**INPUT ROWS:**
******************************
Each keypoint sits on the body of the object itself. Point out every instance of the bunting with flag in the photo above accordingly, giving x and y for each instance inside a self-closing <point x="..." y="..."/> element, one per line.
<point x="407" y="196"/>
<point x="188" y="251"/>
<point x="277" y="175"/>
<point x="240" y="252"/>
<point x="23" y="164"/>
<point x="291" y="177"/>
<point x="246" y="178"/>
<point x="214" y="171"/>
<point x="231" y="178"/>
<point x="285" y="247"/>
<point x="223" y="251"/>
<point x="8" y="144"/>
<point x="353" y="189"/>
******************************
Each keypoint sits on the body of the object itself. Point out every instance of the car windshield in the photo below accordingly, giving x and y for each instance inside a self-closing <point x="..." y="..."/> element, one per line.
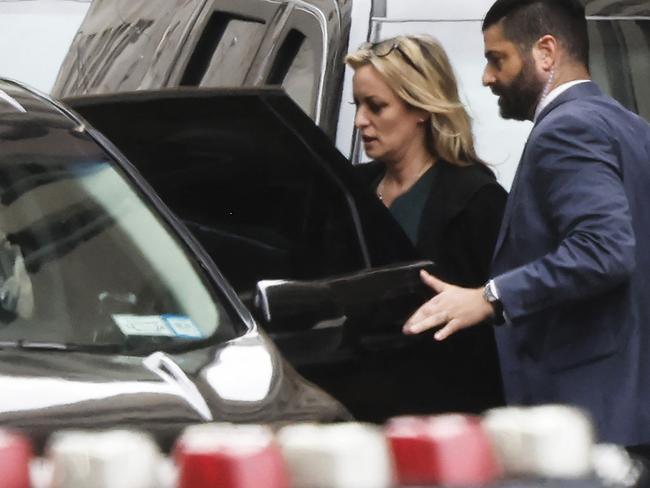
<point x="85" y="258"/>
******************************
**REQUIREMENTS:** Report each line of the listing above that contains the string "windshield". Copy every such line in full.

**REPLY TO THE TASK:**
Each keypoint sits on the body of the object itself. Point out every instance of the car windshield in the photo below accordingly, giving x and y for each instance inside a self-closing <point x="..." y="..."/> element, one per line.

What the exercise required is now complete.